Work order> Leave out every line before the one containing "Mark every instance of the watch", and repeat the rest of the material below exactly, that line included.

Input material>
------------------------------

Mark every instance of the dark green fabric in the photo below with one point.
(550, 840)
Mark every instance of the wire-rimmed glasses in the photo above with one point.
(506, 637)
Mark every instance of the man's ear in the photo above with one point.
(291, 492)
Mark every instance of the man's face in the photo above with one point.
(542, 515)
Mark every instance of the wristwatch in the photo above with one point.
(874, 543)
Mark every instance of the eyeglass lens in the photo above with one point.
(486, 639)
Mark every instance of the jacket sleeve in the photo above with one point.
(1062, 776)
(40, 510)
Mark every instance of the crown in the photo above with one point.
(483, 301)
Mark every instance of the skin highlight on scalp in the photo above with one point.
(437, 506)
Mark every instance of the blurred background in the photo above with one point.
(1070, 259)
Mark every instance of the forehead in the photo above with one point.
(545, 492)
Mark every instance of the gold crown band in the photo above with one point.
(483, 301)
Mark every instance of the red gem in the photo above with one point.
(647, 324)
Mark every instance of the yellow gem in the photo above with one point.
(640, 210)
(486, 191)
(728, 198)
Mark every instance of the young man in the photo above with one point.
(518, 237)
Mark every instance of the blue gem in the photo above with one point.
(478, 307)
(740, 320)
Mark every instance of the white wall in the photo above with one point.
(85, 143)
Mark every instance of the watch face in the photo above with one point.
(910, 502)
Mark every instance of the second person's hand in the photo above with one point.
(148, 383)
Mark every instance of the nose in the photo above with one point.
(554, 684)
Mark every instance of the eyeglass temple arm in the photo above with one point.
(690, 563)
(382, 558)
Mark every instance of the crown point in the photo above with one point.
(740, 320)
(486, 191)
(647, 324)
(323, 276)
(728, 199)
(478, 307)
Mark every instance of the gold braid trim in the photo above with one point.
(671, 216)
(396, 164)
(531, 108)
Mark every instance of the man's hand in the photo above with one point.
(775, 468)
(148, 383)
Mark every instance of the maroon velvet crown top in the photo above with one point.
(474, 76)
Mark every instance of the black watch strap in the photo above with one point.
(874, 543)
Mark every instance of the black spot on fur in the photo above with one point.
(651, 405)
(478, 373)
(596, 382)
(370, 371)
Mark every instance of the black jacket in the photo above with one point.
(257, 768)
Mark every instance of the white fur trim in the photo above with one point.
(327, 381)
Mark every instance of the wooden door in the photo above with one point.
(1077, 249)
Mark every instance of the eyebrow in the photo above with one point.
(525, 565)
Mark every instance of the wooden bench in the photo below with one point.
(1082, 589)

------------------------------

Answer below>
Mark every instance of the watch face in the photo above with one point.
(910, 502)
Mark every instance of the second person's hand in the photo above with one point.
(148, 383)
Mark every instance of the nose in the photo above with one point.
(554, 684)
Mark every instance of the eyeglass temple arm in the photo above with one point.
(690, 563)
(382, 558)
Mark every instance of the crown point in the photo above with one point.
(740, 320)
(486, 191)
(647, 324)
(323, 276)
(728, 199)
(478, 307)
Mark every instance of the gold braid trim in the photo above with one point.
(671, 216)
(396, 164)
(531, 108)
Mark every instance of the man's hand in the photo above with one point.
(775, 468)
(148, 383)
Mark every instance of the maroon velvet crown top in the photo above with one point.
(474, 76)
Mark every instance of the black watch strap in the photo above with one point.
(874, 543)
Mark every instance of the black spot on fur in the photo above with one point.
(651, 405)
(478, 373)
(596, 382)
(370, 371)
Mark every instance of the black jacket in the photo above with one point.
(257, 768)
Mark every instance of the white fur trim in the photo above with one point.
(327, 381)
Mark every instance of the wooden door in the photo above with one point.
(1077, 249)
Mark every instance of the eyebrow in the photo above with one point.
(525, 565)
Mark every instance of the wooden bench in the photo below with one point.
(1082, 589)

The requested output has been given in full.